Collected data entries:
::::::

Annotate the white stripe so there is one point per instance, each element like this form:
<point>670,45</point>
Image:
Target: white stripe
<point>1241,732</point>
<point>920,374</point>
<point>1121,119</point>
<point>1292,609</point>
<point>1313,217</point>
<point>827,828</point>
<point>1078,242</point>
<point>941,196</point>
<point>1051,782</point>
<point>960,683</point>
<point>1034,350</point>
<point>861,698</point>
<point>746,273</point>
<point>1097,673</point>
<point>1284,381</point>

::::::

Rewrite all the records above, putting "pale band" wherever "white stripe" occurs and leaving every other part as it is.

Annotate the pale band so there is one point per instance, each element like this form:
<point>670,45</point>
Image:
Target: pale band
<point>1241,732</point>
<point>920,374</point>
<point>1121,119</point>
<point>1292,609</point>
<point>1313,217</point>
<point>827,828</point>
<point>1078,242</point>
<point>941,196</point>
<point>1051,782</point>
<point>960,683</point>
<point>1034,350</point>
<point>861,698</point>
<point>746,273</point>
<point>1097,673</point>
<point>1284,381</point>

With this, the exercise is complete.